-- What is needed --
Could you copy out, word for word, every line of the records below, starting with the line containing "Q: Locate a point on each instance of the gravel" and running through the end of the records, both that line and the last one included?

-- Rows --
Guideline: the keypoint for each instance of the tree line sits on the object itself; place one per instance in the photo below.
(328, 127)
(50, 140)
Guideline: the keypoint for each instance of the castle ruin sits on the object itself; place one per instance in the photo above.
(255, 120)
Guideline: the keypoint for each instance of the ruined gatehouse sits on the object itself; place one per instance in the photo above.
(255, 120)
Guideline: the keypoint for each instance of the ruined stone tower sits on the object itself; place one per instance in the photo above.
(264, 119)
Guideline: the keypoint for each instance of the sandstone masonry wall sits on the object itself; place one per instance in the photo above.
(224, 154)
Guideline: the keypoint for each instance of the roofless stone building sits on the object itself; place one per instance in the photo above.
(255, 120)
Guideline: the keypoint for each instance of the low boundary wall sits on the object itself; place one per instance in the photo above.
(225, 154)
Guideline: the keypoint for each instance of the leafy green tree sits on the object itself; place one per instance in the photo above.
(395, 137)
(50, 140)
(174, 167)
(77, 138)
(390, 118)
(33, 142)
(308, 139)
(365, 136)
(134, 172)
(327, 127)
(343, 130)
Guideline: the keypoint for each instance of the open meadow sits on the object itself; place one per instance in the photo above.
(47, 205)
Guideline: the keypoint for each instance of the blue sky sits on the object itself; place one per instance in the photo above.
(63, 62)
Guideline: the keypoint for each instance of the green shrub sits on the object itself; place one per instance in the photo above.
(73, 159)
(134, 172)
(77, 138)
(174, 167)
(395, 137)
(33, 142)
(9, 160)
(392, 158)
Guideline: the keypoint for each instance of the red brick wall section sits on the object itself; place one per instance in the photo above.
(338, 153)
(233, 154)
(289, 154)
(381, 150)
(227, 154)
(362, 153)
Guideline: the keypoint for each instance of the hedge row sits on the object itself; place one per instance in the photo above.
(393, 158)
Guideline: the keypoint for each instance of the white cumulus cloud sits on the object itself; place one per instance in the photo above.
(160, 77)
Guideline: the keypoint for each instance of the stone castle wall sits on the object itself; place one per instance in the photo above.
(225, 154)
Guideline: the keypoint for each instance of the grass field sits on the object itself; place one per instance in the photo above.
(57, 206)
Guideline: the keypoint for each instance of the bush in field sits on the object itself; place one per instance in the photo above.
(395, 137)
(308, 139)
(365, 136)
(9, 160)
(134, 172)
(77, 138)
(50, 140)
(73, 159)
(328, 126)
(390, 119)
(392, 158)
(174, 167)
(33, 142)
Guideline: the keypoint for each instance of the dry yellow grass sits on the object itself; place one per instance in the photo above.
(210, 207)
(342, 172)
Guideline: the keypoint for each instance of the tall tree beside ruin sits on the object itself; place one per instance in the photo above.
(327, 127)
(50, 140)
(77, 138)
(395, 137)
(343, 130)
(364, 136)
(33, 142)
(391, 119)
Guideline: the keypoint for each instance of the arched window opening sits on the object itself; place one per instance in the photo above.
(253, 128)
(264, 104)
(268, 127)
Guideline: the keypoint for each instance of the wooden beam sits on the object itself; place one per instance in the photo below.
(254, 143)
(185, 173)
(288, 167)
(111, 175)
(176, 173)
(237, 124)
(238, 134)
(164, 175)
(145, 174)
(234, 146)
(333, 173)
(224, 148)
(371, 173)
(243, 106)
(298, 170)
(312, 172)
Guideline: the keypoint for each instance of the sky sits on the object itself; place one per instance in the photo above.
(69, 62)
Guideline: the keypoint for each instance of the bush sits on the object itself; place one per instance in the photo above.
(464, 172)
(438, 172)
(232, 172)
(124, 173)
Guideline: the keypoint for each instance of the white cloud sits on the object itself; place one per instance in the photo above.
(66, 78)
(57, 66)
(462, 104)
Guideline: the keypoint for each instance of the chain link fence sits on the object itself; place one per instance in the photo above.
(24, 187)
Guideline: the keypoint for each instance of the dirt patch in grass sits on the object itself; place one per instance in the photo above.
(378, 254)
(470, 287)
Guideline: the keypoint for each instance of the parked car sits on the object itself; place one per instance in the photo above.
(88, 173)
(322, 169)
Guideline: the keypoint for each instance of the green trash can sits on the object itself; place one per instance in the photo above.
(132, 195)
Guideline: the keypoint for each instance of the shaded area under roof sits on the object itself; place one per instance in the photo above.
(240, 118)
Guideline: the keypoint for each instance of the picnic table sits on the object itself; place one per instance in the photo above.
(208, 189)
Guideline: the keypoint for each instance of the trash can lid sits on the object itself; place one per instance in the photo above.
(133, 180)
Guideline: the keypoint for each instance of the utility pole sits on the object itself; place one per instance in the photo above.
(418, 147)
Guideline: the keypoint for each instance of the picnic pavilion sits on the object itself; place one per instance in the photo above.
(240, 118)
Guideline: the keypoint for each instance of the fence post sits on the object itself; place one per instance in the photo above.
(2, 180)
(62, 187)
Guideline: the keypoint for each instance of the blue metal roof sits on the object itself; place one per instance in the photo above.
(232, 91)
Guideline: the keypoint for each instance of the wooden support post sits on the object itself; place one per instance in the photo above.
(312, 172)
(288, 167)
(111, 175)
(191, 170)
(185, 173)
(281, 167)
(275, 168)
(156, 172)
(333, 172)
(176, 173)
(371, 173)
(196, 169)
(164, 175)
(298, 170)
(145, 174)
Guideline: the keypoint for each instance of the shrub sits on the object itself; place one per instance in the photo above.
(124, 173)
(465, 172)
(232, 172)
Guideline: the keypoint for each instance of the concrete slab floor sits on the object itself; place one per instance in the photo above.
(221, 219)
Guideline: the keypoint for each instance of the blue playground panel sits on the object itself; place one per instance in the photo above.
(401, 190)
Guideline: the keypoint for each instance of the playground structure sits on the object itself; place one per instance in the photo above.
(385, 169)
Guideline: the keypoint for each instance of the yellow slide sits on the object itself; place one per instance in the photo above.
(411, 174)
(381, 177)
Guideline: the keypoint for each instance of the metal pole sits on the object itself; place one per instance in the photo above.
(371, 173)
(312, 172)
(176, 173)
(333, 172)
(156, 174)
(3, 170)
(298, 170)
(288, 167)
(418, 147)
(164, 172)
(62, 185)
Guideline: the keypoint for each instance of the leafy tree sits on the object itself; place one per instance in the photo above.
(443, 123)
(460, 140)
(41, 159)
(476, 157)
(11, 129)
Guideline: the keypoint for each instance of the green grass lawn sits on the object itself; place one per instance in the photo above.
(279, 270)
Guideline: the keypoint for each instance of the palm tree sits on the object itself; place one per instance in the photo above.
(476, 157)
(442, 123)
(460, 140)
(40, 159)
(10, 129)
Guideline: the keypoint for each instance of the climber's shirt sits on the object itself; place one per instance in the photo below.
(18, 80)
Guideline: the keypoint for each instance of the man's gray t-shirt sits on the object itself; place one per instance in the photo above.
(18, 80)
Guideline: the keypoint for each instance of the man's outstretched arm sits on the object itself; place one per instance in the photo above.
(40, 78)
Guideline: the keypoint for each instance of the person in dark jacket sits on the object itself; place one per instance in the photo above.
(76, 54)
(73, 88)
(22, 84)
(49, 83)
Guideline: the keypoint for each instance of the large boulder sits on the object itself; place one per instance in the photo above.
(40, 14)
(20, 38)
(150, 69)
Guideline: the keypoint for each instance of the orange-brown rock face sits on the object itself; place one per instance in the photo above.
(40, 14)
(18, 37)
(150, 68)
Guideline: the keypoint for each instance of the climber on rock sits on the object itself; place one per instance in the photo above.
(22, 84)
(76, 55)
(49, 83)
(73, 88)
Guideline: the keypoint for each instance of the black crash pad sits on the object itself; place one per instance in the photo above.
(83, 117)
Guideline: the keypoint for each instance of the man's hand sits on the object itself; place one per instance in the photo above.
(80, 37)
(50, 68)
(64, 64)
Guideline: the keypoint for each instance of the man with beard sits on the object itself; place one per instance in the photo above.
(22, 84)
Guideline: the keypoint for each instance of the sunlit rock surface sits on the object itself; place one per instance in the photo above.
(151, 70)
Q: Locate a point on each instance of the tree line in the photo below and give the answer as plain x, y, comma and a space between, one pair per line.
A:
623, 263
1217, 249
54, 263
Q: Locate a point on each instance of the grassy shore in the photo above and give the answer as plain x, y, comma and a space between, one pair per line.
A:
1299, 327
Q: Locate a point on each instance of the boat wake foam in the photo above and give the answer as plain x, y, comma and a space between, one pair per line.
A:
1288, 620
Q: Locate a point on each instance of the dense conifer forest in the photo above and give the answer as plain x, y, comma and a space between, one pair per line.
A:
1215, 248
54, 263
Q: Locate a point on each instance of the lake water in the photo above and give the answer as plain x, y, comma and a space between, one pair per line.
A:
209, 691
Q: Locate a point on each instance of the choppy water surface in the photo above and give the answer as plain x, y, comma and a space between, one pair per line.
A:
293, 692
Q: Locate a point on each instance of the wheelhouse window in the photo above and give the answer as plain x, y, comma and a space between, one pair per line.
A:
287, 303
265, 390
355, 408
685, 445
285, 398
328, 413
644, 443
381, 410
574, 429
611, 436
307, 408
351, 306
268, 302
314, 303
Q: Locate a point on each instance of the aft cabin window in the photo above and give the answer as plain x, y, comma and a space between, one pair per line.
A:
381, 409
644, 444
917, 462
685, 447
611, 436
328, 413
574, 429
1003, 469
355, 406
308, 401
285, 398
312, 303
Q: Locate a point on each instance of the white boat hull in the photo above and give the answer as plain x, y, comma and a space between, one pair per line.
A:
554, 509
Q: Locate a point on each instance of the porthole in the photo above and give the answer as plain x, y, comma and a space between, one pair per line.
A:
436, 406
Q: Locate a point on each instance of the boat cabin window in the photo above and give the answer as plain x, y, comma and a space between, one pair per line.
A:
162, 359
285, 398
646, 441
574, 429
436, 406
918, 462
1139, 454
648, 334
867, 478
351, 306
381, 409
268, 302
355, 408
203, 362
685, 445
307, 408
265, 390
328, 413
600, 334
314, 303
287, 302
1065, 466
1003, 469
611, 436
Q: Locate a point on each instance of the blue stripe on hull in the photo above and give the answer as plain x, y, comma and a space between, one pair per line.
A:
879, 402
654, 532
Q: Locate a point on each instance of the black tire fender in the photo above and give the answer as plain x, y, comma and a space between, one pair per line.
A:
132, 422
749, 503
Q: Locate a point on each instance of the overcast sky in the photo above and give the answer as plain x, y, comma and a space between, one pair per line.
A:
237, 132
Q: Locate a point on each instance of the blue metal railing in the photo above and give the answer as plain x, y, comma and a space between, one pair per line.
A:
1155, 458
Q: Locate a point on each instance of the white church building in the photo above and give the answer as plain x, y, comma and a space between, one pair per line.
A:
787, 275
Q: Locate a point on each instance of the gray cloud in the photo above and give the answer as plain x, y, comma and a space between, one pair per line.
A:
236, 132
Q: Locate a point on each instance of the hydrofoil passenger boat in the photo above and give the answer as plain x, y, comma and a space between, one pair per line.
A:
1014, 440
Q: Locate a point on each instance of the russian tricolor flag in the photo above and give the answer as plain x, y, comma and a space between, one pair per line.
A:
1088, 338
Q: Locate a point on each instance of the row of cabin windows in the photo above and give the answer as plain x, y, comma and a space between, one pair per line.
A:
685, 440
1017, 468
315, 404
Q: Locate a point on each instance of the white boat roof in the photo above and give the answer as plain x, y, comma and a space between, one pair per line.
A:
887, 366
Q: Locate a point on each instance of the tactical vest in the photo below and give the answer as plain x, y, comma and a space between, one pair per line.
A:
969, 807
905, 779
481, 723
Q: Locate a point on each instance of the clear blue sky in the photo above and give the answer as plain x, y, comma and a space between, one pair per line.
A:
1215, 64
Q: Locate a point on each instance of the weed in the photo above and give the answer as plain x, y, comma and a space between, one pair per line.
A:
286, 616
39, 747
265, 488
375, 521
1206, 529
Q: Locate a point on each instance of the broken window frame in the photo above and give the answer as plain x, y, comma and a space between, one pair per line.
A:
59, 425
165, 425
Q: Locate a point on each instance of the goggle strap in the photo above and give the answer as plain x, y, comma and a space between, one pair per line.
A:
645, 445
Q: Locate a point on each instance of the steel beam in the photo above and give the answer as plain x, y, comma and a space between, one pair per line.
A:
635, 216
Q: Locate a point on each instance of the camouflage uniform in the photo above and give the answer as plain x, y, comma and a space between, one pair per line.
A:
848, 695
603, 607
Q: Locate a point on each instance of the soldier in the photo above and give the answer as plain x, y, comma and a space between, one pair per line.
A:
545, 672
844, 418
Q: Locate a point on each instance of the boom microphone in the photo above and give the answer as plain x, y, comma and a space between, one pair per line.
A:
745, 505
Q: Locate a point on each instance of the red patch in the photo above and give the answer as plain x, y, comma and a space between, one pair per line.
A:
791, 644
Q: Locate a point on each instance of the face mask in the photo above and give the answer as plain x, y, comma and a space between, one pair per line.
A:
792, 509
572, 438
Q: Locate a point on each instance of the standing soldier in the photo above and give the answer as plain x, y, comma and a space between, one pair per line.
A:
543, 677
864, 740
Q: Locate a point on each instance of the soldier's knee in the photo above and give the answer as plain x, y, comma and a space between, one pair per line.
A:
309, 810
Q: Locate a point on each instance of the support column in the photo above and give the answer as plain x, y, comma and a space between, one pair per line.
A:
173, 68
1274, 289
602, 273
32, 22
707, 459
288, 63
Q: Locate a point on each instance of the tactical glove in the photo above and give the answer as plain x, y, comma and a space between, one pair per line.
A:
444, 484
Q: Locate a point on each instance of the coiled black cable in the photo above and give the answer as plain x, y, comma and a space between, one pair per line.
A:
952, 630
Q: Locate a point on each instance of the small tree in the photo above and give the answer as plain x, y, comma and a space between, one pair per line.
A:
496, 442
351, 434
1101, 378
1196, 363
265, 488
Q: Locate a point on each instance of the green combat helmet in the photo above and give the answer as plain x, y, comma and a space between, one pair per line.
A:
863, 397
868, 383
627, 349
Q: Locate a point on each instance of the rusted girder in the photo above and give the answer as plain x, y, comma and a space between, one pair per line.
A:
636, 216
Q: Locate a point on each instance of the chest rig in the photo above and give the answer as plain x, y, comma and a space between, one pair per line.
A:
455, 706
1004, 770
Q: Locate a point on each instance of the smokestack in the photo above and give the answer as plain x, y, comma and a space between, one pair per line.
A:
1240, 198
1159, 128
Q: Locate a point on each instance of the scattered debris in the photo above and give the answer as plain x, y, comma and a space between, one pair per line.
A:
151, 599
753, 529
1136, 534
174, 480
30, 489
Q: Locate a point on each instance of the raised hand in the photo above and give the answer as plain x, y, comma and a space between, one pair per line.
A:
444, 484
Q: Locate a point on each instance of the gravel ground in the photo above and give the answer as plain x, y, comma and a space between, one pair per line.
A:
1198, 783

-- Output --
Q: Locate a point on each instance of the gravel ground in the photo above and give the answer as plain x, y, comma and a space between, one pair per line.
A:
1198, 783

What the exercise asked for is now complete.